• TO DO:
Rewrite all the rows below as a numbered list with no blank lines, and leave the pictures out.
-- Start of INPUT ROWS --
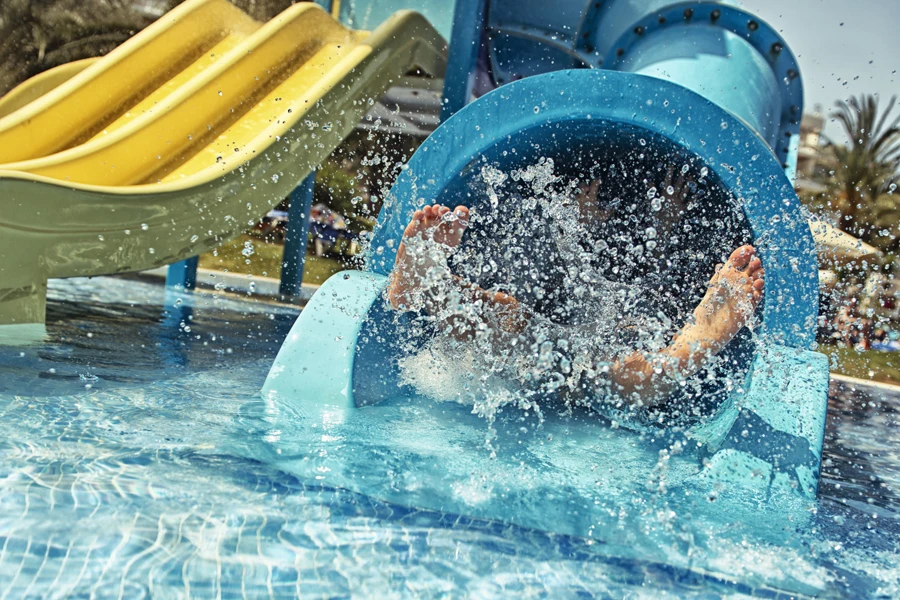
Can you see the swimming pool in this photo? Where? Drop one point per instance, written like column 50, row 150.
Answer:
column 138, row 458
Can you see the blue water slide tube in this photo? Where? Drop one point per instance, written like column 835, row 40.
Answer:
column 342, row 352
column 713, row 48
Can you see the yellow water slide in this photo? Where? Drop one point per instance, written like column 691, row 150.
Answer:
column 181, row 137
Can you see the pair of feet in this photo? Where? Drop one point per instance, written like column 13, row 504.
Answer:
column 734, row 291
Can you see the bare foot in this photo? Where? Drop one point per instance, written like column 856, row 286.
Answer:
column 733, row 295
column 430, row 236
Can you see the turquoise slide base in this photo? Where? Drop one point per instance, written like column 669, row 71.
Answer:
column 769, row 432
column 314, row 365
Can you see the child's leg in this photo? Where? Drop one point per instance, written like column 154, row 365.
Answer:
column 432, row 234
column 733, row 295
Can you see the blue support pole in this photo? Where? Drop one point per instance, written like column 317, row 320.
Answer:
column 294, row 257
column 465, row 43
column 182, row 276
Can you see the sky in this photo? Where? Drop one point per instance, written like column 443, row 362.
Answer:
column 844, row 47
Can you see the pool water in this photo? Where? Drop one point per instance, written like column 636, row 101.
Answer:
column 137, row 458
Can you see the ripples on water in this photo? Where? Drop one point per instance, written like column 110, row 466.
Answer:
column 127, row 470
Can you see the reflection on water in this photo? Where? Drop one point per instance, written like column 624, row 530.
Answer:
column 138, row 460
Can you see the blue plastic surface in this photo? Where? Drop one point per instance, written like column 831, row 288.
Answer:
column 340, row 353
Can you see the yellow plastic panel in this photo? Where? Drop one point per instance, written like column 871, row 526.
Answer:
column 200, row 108
column 79, row 108
column 35, row 87
column 285, row 106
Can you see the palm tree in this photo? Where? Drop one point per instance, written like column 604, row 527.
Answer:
column 867, row 171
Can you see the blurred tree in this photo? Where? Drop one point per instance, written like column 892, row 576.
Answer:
column 36, row 35
column 866, row 172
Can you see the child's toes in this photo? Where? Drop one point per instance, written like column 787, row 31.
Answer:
-- End of INPUT ROWS --
• FULL SOLUTION:
1. Can you see the swimming pool in this photo? Where? Drop one point per instance, written like column 50, row 150.
2. Answer:
3. column 138, row 458
4. Can you see the blue water slide tube in this photo? Where? Drop one point per instance, written like column 835, row 40.
5. Answer:
6. column 342, row 352
7. column 713, row 48
8. Can you see the yellow water slide in this photo? Where? Drop one point per instance, written like column 691, row 150.
9. Answer:
10. column 181, row 137
11. Can you see the pair of feet in this photo? Where? Drop one point per instance, written like column 13, row 504.
12. Answer:
13. column 734, row 291
14. Can you see the bare foot in this photo? Where? Drop one point per instance, written like column 856, row 286.
15. Answer:
16. column 733, row 295
17. column 430, row 236
18. Can you see the turquoise slide base in this photo? Where? Drop one point per instance, written like column 669, row 71.
19. Answer:
20. column 769, row 432
21. column 314, row 365
22. Can you see the child's leg in this photo? Where? Drop one point per instance, written like column 154, row 365.
23. Answer:
24. column 432, row 234
25. column 733, row 295
26. Can you see the blue support pole in this photo? Where? Drop one point per instance, written like column 317, row 320.
27. Answer:
28. column 294, row 257
29. column 465, row 43
30. column 182, row 276
31. Can you see the sky in this photo? Where? Drop one point per instance, written like column 443, row 362.
32. Answer:
33. column 844, row 47
34. Can you see the pool water in this photo? Where? Drop one point per instance, written like column 636, row 101.
35. Answer:
36. column 137, row 458
37. Can you see the ripples on water in this photo? Where? Drop one point per instance, written like column 110, row 466.
38. Answer:
39. column 127, row 470
40. Can you see the reflection on water in this photo? Where? Drop one point per instance, written like column 624, row 530.
41. Answer:
42. column 138, row 460
43. Can you see the blue plastic surface in this photo? Where? Drop one point per instance, written like column 831, row 288.
44. Answer:
45. column 340, row 353
46. Can you see the yellow plastic panel in this photo? Where? Drop one point per instance, written like column 871, row 526.
47. Answer:
48. column 200, row 108
49. column 79, row 108
50. column 35, row 87
51. column 285, row 106
52. Can you see the palm tree in this photo? Where? Drop one point per instance, written like column 604, row 527.
53. Answer:
54. column 867, row 171
55. Can you see the blurred tree in this photo? Where? Drop one point per instance, written like column 892, row 576.
56. Answer:
57. column 36, row 35
58. column 866, row 172
59. Can you see the child's toes in this photo? Where? Drop one point per instance, written like column 787, row 31.
60. Answer:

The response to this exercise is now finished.